▶ LIST OF TASKS
[A] Write out each keyword given in the gossip paper summary.
[B] Keep writing the gossip paper summary from the point where it stops.
** BEGIN TEXT TO READ **
Entire website open-sourced at: https://github.com/grokit/website_grokit_ca/. Feel free to make pull requests if you find mistakes!
The paper presents a way to efficiently maintain consistency for data replicated across many sites. It is the earliest known "gossip" algorithm paper.
The problem to solve is, given a system with N nodes, how do you make a change at a single node propagate to all other nodes?
An obvious answer is to simply broadcast from the changed node to all nodes. But this simply will not scale for large Ns (the node that broadcasts the change has to establish N connections and send N times, which could take an unreasonable amount of time while most of the nodes stay idle when they could be helping out). Also, how do you ensure that all nodes correctly got the update? The challenge is to be highly reliable whilst scaling gracefully as the number of nodes in the system grows.
Gracefully scaling as the number of node increases means:
The novelty of the paper is to use the mathematic foundation underlying the theory of epidemics (which is well established) to distributed systems database replication.
Keywords: gossip, gossip protocols, distributed computing, distributed databases, randomized algorithms, replicated database consistency.
Link to paper: http://dl.acm.org/citation.cfm?id=41841, full pdf.
One way mentioned in the introduction is to broadcast the change to all servers, which simply does not scale: any change result in N messages to be sent for the node whose data changed, which is prohibitive since N is very large.
Another way is to introduce a topology linking the nodes. Let's say the N servers are arranged in a ring, then upon an update, node[i] sends the message to node[i+1] until the last node is reached. The last node then sends an ACK to node. If the last node does not receive the ACK after a period of time, it tries to re-send. This is much better for the changed node since only 1 message needs to be sent. Note that there is still, in total, N+1 messages sent in the system, but at least the work is distributed against all nodes -- it can be done without having a node being overloaded and most nodes doing nothing. The obvious problem with this approach is that if one node is down in the ring, the whole thing fails. You can introduce different topologies (e.g skip-lists, trees, ...) which mitigates problems, but fixed topologies can quickly become complex and it is hard to guarantee delivery to every single node in complex topologies.
** END TEXT TO READ **
** BEGIN EXCERPTED RECORDS **
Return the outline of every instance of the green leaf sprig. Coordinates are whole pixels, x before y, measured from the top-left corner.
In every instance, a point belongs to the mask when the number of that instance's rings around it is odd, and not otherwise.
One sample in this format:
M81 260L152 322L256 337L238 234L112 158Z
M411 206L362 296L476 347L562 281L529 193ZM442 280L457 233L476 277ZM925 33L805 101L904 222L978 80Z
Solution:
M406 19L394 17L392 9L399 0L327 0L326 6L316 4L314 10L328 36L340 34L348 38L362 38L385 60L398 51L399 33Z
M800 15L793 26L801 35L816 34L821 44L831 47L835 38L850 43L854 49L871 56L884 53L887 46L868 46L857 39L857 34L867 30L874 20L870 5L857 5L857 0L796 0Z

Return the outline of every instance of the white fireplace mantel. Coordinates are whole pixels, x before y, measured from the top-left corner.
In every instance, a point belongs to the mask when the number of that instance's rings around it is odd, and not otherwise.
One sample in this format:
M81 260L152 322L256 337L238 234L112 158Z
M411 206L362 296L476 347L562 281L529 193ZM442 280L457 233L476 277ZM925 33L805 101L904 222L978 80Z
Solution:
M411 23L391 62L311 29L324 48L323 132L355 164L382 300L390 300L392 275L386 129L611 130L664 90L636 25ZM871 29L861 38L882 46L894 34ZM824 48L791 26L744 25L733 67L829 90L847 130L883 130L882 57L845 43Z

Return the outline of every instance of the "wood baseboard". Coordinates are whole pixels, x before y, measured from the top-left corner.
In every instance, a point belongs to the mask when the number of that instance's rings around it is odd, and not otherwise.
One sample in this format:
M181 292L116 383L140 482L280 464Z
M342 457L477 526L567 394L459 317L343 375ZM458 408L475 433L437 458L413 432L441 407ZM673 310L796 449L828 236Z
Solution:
** END EXCERPTED RECORDS **
▶ EXPECTED ANSWERS
[A] gossip, gossip protocols, distributed computing, distributed databases, randomized algorithms, replicated database consistency

[B]
The insight of the paper is that using randomized algorithm (selecting nodes at random and syncing information) achieves both efficiency gain (only syncing with 1 node per period of time at maximum) and fast convergence as the probability that the information has not converged diminishes exponentially as time increases.
The direct mail strategy is a simple broadcast model. As mentioned previously, this suffers from having to send N messages from the same server for every update.
Another problem is that the change is not propagated to all nodes in the following two scenarios:
1.) In a large system, it is reasonable to expect that not all nodes know about all other nodes -- some nodes have somewhat older information about the members of the network. If a node-A does not know about node-B, node-B will never get the update.
2.) Since N is large, is it necessary to store the messages in a queue while the N messages are sent. If a crash occurs in that node before the queue is entirely sent, then some nodes will not get the message. If a target node is unreachable for the whole time it takes to empty the queue, the nodes that were unreachable will not get the message. You end-up in a system when a portion of nodes got the update, and a portion did not. You need to find a way to resolve those differences.
Each server runs the following algorithm:
This is extremely simple and elegant.
Number of messages / synchronizations: At every time period t, every node is only (in a statistical sense) syncing with 2 nodes: 1 that it picked at random, and 1 incoming sync request since the N other nodes select the current node with probability 1/N.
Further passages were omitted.